══ Provided data ══

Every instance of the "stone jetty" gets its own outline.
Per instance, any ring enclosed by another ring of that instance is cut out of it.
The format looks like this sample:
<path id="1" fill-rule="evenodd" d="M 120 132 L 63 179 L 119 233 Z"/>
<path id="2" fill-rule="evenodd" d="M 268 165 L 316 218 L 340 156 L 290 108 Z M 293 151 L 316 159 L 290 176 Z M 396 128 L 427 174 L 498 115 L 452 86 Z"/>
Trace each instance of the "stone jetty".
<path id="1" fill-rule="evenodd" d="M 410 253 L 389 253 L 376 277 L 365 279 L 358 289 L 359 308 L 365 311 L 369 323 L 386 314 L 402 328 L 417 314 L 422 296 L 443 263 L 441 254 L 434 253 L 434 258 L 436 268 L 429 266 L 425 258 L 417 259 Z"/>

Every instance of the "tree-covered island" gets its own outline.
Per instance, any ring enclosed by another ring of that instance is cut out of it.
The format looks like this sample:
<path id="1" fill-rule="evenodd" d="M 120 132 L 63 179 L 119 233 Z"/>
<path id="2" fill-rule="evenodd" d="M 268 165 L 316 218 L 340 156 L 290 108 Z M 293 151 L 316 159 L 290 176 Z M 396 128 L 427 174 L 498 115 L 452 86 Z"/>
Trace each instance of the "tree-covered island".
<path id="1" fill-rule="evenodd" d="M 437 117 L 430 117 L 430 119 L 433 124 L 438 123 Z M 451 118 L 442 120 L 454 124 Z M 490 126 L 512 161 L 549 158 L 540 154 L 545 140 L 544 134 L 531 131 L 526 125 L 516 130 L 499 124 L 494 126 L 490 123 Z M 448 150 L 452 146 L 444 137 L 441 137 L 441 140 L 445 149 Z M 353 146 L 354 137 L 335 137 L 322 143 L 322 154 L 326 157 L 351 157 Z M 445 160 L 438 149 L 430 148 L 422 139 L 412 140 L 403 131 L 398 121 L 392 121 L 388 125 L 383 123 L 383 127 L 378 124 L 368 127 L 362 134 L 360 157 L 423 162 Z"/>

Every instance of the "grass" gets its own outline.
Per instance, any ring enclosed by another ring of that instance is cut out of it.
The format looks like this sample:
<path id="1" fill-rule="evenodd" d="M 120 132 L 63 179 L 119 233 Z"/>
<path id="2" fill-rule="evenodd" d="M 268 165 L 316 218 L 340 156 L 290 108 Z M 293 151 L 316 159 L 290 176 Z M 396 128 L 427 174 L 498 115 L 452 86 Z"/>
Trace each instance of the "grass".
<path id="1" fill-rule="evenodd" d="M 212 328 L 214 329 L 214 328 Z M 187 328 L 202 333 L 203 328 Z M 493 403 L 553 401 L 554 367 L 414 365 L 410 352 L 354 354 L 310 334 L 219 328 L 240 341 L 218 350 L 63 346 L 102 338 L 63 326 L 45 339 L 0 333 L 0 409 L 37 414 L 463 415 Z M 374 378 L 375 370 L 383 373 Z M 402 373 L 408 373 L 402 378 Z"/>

═══

• **Directions**:
Rewrite the listing above, replacing every occurrence of "outline" with "polygon" and leaving everything else unchanged.

• **Task answer**:
Every instance of the "stone jetty" gets its own polygon.
Per instance, any ring enclosed by another ring of that instance is cut out of it.
The format looks like this sample:
<path id="1" fill-rule="evenodd" d="M 120 132 L 63 179 L 119 233 Z"/>
<path id="2" fill-rule="evenodd" d="M 268 165 L 316 218 L 340 156 L 290 108 Z M 293 151 L 316 159 L 290 176 Z M 396 128 L 427 174 L 498 115 L 452 86 Z"/>
Trace each instance of the "stone jetty".
<path id="1" fill-rule="evenodd" d="M 410 253 L 389 253 L 376 277 L 365 279 L 358 289 L 359 308 L 365 311 L 369 323 L 386 314 L 402 328 L 417 314 L 422 296 L 443 263 L 441 254 L 434 253 L 434 258 L 436 268 L 429 266 L 425 258 L 417 259 Z"/>

Every instance of the "tree-covered island" gets its own polygon.
Per instance, any ring enclosed by another ring of that instance is cut out of it.
The format looks like this sample:
<path id="1" fill-rule="evenodd" d="M 120 132 L 63 179 L 119 233 Z"/>
<path id="2" fill-rule="evenodd" d="M 268 165 L 316 218 L 340 156 L 290 108 Z M 293 151 L 316 159 L 290 176 Z M 396 128 L 427 174 L 498 115 L 452 86 Z"/>
Trace each instance of the "tree-covered island".
<path id="1" fill-rule="evenodd" d="M 437 117 L 430 117 L 430 119 L 433 124 L 438 123 Z M 451 118 L 442 120 L 454 124 Z M 490 126 L 512 161 L 549 158 L 540 154 L 545 140 L 544 134 L 531 131 L 526 125 L 516 130 L 499 124 L 494 126 L 490 123 Z M 448 150 L 452 146 L 444 137 L 441 137 L 441 140 L 445 149 Z M 353 146 L 354 137 L 335 137 L 322 143 L 322 154 L 326 157 L 351 157 Z M 445 160 L 438 149 L 430 148 L 422 139 L 412 140 L 403 131 L 398 121 L 392 121 L 388 125 L 383 123 L 383 127 L 378 124 L 368 127 L 362 134 L 360 157 L 423 162 Z"/>

Every instance of the "grass" gets its own polygon.
Per instance, any ring enclosed by another ring of that instance is cut out of it.
The format looks like this sample:
<path id="1" fill-rule="evenodd" d="M 120 132 L 63 179 L 119 233 Z"/>
<path id="2" fill-rule="evenodd" d="M 268 165 L 316 218 L 340 156 L 290 108 Z M 293 151 L 316 159 L 290 176 Z M 396 128 L 427 174 L 498 115 L 452 86 Z"/>
Trace each instance of the "grass".
<path id="1" fill-rule="evenodd" d="M 212 328 L 214 329 L 214 328 Z M 187 328 L 202 333 L 203 328 Z M 493 403 L 553 401 L 554 367 L 414 365 L 410 352 L 354 354 L 310 334 L 219 328 L 240 341 L 218 350 L 63 346 L 102 338 L 63 326 L 45 339 L 0 333 L 0 409 L 37 414 L 463 415 Z M 374 378 L 375 370 L 383 373 Z M 402 373 L 408 373 L 402 378 Z"/>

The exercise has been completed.